◆ **Text**:
▬▬▬▬▬▬▬▬▬▬
INARA: Worauf kommt es Ihrer Meinung nach bei der Gründung eines Sozialprojekts besonders an?
Turnauer: Es sind mehrere Faktoren von Bedeutung. Die wichtigsten sind nach meiner Einschätzung eine gute Idee mit einem guten Businessplan, ein gutes Team sowie finanzielle Ressourcen und ein breites Netzwerk.

INARA: Was ist für Sie eine gute Idee und wie muss der Businessplan aussehen?
Turnauer: Eine gute Idee muss für eine soziale Herausforderung einen Lösungsansatz bringen, der nachvollziehbar und umsetzbar ist. Einfach gesagt: was wird in der Zeit, in dem Umfeld und in der politischen Situation wirklich gebraucht? Ein Lösungsansatz, der von der öffentlichen Hand verboten ist, hat keinen Sinn. Ebenso falsch wäre es, sich auf eine Nebensache zu konzentrieren, während bildlich gesprochen gerade die Welt untergeht. Der Businessplan muss konkret und umsetzbar sein, weiters verständlich sowie als Fahrplan und Orientierung geeignet. Natürlich muss man sich immer auch an die aktuellen Gegebenheiten anpassen. Keinen Sinn hat ein Konzept, das zwar super klingt und mit hochtrabenden Fachausdrücken gespickt ist, sich letztlich aber nicht verwirklichen lässt.

INARA: Und worauf kommt es beim Team an?
Turnauer: Das Umsetzungsteam ist weitaus wichtiger als viele glauben! Die Beteiligten müssen teamfähig, eigenverantwortlich, belastbar und ausdauernd sein, außerdem auch flexibel, lernfähig und rücksichtsvoll. Ein Projekt aus dem Boden zu stampfen bedeutet einen enormen Kraftakt. Da müssen alle Beteiligten mitziehen. Wichtig ist auch, dass das Team das nötige Wissen, das Know-how und die zeitlichen Möglichkeiten hat, um ein Vorhaben zu realisieren. Und wenn hier fundamentale Dinge fehlen, ist die Frage, wie kann man das kompensieren und wer kann das.

INARA: Als dritten Bereich nannten Sie finanzielle Ressourcen und ein breites Netzwerk. Bitte erklären Sie das näher!
▬▬▬▬▬▬▬▬▬▬
◆ **Aufgaben**:
A. Beantworten Sie zum Interview folgende Fragen:
(i) Welche Faktoren hält Turnauer bei der Gründung eines Sozialprojekts für die wichtigsten?
(ii) Von wem darf ein Lösungsansatz laut Turnauer nicht verboten sein?
(iii) Welche Eigenschaften müssen die Beteiligten des Umsetzungsteams mitbringen?
B. Tippen Sie aus dem Interview den Abschnitt ab, der bei den Worten „INARA: Worauf kommt“ beginnt und nach den Worten „sowie finanzielle Ressourcen und ein breites Netzwerk.“ endet.

◆ **Bereitgestellte Daten**:
▬▬▬▬▬▬▬▬▬▬
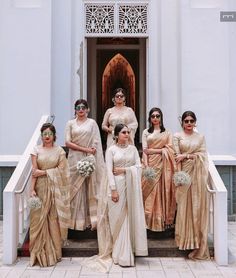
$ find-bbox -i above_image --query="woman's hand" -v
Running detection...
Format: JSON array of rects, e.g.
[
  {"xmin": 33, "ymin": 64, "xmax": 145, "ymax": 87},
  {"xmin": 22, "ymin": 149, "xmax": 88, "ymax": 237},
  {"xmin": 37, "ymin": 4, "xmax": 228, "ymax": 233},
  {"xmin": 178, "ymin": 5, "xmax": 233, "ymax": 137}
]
[
  {"xmin": 85, "ymin": 147, "xmax": 97, "ymax": 155},
  {"xmin": 113, "ymin": 167, "xmax": 125, "ymax": 176},
  {"xmin": 111, "ymin": 190, "xmax": 119, "ymax": 203},
  {"xmin": 143, "ymin": 148, "xmax": 162, "ymax": 155},
  {"xmin": 106, "ymin": 126, "xmax": 113, "ymax": 133},
  {"xmin": 30, "ymin": 190, "xmax": 37, "ymax": 197},
  {"xmin": 175, "ymin": 153, "xmax": 187, "ymax": 164},
  {"xmin": 32, "ymin": 169, "xmax": 46, "ymax": 178}
]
▬▬▬▬▬▬▬▬▬▬
◆ **Erwartete Antworten**:
A.
(i) Eine gute Idee mit einem guten Businessplan, ein gutes Team sowie finanzielle Ressourcen und ein breites Netzwerk.
(ii) Von der öffentlichen Hand.
(iii) Sie müssen teamfähig, eigenverantwortlich, belastbar, ausdauernd, flexibel, lernfähig und rücksichtsvoll sein.

B.
INARA: Worauf kommt es Ihrer Meinung nach bei der Gründung eines Sozialprojekts besonders an?
Turnauer: Es sind mehrere Faktoren von Bedeutung. Die wichtigsten sind nach meiner Einschätzung eine gute Idee mit einem guten Businessplan, ein gutes Team sowie finanzielle Ressourcen und ein breites Netzwerk.